* **Text to read**
Since the emergence of the Big Bang theory as the dominant physical cosmological paradigm, there have been a variety of reactions by religious groups regarding its implications for religious cosmologies. Some accept the scientific evidence at face value, some seek to harmonize the Big Bang with their religious tenets, and some reject or ignore the evidence for the Big Bang theory.

Background
The Big Bang itself is a scientific theory, and as such, stands or falls by its agreement with observations. However, as a theory which addresses the nature of the universe since its earliest discernible existence, the Big Bang carries possible theological implications regarding the concept of creation out of nothing. Many atheist philosophers have argued against the idea of the Universe having a beginning – the universe might simply have existed for all eternity, but with the emerging evidence of the Big Bang theory, both theists and physicists have viewed it as capable of being explained by theism; a popular philosophical argument for the existence of God known as the Kalam cosmological argument rests in the concepts of the Big Bang. In the 1920s and 1930s, almost every major cosmologist preferred an eternal steady state universe, and several complained that the beginning of time implied by the Big Bang imported religious concepts into physics; this objection was later repeated by supporters of the steady-state theory, who rejected the implication that the universe had a beginning.

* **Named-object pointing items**
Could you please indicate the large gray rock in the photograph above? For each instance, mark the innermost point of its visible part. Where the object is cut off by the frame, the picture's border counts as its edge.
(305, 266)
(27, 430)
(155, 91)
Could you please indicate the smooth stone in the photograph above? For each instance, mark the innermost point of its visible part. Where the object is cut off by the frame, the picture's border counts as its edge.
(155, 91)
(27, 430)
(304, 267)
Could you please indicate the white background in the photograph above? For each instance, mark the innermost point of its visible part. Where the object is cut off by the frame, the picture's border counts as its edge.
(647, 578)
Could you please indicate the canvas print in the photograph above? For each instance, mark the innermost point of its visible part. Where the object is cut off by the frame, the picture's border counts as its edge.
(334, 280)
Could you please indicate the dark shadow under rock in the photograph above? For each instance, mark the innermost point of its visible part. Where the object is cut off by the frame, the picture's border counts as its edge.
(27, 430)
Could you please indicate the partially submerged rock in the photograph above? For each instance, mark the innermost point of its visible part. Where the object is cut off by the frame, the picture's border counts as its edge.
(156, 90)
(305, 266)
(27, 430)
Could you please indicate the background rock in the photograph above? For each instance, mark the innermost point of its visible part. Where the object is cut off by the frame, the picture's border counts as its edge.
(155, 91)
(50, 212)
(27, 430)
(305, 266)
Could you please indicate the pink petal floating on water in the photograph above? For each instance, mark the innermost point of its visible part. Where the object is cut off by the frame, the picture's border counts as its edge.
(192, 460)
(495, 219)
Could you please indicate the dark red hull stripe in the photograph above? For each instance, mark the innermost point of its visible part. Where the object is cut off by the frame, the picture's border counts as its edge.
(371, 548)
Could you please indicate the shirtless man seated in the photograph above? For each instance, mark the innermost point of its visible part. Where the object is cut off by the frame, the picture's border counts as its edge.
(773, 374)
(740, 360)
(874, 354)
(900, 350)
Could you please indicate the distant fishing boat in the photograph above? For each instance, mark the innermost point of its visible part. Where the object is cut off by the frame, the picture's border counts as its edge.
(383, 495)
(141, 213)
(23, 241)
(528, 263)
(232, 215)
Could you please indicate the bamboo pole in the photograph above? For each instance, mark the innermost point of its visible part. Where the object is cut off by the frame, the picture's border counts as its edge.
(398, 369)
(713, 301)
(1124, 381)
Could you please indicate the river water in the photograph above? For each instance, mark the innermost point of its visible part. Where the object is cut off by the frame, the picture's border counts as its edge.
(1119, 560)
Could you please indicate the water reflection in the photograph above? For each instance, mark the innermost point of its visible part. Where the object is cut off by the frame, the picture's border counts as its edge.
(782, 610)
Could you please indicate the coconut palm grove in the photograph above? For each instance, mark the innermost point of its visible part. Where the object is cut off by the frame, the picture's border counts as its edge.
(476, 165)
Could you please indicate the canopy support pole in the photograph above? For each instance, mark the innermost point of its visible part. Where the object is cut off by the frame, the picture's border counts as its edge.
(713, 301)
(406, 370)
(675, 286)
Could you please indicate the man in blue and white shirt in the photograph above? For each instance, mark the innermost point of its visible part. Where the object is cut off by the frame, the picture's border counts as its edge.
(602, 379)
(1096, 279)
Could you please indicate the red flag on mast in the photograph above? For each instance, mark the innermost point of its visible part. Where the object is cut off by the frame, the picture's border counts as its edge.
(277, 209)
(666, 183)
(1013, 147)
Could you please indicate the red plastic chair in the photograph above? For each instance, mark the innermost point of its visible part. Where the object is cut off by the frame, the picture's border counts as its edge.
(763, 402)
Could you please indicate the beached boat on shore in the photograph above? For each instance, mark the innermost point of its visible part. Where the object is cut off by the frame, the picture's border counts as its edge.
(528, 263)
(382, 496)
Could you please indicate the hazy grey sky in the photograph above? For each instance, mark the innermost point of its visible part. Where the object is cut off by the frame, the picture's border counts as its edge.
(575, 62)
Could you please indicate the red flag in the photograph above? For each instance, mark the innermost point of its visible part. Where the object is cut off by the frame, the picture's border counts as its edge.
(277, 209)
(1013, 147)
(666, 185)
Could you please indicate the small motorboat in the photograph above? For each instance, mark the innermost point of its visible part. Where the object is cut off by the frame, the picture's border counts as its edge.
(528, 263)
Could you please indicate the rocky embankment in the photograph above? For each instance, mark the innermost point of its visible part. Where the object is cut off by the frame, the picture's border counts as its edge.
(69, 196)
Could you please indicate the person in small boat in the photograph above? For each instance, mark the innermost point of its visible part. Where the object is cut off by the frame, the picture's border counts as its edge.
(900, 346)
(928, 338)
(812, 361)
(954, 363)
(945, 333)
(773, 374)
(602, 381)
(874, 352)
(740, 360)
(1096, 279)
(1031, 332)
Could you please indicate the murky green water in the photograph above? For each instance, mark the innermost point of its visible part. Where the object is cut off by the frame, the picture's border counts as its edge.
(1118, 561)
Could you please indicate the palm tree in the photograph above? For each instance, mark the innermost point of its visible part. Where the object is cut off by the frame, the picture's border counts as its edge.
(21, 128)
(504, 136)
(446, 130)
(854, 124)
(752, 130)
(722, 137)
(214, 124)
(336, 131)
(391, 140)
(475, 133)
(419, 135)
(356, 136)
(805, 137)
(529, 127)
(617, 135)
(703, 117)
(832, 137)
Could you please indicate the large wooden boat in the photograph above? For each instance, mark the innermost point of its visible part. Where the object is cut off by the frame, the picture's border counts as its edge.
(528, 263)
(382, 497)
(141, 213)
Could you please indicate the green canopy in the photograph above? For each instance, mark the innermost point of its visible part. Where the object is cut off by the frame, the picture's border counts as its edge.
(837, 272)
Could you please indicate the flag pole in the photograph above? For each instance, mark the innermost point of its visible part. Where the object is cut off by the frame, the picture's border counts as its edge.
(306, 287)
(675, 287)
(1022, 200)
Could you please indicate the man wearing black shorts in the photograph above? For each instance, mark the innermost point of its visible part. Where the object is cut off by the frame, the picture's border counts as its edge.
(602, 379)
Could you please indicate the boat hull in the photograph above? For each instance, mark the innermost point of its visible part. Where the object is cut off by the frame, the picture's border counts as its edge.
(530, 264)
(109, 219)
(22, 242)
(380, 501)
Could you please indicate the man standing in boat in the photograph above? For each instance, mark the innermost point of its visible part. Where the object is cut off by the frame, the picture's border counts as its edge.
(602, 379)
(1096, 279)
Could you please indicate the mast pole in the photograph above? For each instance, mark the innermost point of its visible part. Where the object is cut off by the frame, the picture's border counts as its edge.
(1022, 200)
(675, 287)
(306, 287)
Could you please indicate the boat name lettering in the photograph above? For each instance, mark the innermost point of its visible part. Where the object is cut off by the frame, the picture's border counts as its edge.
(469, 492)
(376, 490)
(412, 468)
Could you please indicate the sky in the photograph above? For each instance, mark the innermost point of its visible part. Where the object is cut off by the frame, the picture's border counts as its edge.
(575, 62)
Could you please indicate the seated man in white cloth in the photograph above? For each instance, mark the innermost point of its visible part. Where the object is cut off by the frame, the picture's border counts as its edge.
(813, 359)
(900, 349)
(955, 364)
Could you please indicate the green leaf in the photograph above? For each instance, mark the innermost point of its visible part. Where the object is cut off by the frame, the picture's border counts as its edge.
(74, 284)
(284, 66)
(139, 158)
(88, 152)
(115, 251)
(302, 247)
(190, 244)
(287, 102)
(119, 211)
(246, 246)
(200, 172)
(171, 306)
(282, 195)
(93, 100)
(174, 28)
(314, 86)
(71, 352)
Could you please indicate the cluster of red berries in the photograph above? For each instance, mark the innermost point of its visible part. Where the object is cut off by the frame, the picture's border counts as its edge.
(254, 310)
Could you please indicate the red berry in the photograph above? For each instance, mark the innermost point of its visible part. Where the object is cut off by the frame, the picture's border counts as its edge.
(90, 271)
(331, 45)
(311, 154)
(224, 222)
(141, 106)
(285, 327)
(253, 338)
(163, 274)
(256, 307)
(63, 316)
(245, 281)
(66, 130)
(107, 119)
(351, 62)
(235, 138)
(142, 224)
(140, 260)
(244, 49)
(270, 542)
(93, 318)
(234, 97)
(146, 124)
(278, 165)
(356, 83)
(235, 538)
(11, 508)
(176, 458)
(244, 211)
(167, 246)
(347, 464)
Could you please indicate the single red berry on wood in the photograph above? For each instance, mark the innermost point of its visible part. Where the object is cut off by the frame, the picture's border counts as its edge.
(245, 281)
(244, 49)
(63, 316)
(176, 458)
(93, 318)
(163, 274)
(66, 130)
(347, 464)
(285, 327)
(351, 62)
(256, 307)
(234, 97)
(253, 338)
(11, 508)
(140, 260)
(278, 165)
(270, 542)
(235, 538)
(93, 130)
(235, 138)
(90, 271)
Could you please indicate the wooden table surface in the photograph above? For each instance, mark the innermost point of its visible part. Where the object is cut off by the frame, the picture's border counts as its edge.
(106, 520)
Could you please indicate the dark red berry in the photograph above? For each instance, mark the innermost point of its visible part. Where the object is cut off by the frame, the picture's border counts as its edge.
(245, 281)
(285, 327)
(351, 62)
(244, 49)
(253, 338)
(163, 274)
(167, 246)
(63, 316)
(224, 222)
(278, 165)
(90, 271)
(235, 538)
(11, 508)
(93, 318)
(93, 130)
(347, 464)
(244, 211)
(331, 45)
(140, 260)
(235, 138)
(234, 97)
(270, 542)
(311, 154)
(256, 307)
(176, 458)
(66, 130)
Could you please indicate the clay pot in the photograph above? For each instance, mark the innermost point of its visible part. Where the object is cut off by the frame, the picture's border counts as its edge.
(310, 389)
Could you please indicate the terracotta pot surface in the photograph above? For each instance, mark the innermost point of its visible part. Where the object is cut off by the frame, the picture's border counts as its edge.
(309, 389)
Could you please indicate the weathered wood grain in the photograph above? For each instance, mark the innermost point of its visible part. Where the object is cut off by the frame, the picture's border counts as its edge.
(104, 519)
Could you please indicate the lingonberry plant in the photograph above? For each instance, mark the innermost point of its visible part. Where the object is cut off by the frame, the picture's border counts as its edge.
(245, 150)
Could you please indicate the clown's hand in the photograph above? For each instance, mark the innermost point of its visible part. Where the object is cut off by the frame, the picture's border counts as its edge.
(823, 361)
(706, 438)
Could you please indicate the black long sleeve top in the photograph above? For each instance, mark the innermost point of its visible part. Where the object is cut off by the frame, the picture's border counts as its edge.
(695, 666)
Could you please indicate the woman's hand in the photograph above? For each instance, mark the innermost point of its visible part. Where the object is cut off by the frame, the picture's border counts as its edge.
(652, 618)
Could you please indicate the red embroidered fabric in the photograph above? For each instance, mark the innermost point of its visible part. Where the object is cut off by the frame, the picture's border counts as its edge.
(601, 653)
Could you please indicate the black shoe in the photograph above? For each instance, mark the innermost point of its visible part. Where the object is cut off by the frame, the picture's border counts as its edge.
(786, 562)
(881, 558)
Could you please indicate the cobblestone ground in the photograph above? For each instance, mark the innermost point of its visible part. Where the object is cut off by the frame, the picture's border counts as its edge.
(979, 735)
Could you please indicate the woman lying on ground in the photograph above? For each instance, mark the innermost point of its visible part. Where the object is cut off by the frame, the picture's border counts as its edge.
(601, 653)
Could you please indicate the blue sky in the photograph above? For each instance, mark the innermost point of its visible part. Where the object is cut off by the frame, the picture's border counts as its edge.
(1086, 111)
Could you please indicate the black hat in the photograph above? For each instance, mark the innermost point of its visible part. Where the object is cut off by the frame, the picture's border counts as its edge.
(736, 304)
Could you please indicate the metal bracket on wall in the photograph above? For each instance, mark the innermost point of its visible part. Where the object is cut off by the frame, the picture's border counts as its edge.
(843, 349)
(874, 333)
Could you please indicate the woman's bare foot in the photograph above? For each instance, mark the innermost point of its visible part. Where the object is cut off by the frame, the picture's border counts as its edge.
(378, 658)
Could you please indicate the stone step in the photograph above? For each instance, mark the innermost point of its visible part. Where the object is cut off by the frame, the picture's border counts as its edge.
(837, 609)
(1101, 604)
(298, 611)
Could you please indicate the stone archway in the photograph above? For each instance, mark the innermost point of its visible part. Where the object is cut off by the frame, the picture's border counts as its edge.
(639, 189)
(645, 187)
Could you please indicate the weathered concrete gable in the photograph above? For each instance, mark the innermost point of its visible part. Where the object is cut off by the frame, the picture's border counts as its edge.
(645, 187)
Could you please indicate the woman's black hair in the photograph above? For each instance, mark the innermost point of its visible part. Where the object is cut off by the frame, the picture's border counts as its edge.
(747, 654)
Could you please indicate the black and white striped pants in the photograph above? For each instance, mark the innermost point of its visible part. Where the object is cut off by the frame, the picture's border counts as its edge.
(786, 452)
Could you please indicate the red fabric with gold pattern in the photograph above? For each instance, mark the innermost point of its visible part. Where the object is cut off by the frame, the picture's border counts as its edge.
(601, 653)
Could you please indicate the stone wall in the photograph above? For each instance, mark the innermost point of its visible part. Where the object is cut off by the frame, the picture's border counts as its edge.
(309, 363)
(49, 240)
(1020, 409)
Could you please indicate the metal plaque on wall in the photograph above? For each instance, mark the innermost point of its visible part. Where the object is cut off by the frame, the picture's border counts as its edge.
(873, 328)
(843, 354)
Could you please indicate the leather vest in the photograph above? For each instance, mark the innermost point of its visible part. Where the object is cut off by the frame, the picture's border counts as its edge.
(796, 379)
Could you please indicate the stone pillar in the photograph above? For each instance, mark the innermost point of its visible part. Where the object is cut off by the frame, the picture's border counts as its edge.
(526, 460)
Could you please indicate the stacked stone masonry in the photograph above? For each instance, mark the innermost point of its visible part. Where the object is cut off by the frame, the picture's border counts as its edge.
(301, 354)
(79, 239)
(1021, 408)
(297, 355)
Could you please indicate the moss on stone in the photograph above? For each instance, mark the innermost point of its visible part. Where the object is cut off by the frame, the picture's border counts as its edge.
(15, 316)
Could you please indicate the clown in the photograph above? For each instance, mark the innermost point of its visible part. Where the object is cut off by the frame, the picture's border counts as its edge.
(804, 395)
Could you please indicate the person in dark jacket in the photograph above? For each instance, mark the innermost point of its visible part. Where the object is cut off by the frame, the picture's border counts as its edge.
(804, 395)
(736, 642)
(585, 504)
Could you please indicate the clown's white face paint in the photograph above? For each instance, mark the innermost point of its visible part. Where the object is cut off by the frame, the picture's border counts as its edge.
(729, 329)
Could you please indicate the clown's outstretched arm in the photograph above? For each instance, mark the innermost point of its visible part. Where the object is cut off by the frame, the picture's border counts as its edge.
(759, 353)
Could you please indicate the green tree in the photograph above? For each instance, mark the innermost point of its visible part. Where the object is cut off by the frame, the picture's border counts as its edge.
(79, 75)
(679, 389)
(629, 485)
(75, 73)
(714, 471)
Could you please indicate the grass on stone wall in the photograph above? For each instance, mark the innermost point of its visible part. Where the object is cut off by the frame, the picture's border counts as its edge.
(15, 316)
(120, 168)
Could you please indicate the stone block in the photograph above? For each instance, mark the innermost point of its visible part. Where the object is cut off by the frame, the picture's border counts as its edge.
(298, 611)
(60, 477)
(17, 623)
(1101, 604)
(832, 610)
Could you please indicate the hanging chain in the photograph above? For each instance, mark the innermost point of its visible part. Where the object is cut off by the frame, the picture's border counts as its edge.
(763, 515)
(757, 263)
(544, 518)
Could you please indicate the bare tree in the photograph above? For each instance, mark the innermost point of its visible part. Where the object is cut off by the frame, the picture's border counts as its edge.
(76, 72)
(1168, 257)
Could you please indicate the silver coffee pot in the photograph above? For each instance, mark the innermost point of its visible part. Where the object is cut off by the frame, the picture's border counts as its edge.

* **Exercise objective**
Continue the text on religious reactions to the Big Bang theory, beginning after its final sentence.

* **Answer to this task**
Hinduism
The view from the Hindu Puranas is that of an eternal universe cosmology, in which time has no absolute beginning, but rather is infinite and cyclic, rather than a universe which originated from a Big Bang. However, the Encyclopædia of Hinduism, referencing Katha Upanishad 2:20, states that the Big Bang theory reminds humanity that everything came from the Brahman which is "subtler than the atom, greater than the greatest." It consists of several "Big Bangs" and "Big Crunches" following each other in a cyclical manner.

The Nasadiya Sukta, the Hymn of Creation in the Rigveda (10:129), mentions the world beginning from nothing through the power of heat. This can be seen as corresponding to the Big Bang theory.

Several prominent modern scientists have remarked that Hinduism (and also Buddhism and Jainism by extension as all three faiths share most of these philosophies) is the only religion (or civilization) in all of recorded history, that has timescales and theories in astronomy (cosmology), that appear to correspond to those of modern scientific cosmology, e.g. Carl Sagan, Niels Bohr, Erwin Schrödinger, Werner Heisenberg, Robert Oppenheimer, George Sudarshan, Fritjof Capra etc. Sir Roger Penrose is among the present-day physicists that believe in a cyclical model for the Universe, wherein there are alternating cycles consisting of Big Bangs and Big Crunches, and he describes this model to be "a bit more like Hindu philosophy" as compared to the Abrahamic faiths.

Christianity

The Big Bang theory was partly developed by a Catholic priest, Georges Lemaître, who believed that there was neither a connection nor a conflict between his religion and his science. At the November 22, 1951, opening meeting of the Pontifical Academy of Sciences, Pope Pius XII declared that the Big Bang theory does not conflict with the Catholic concept of creation.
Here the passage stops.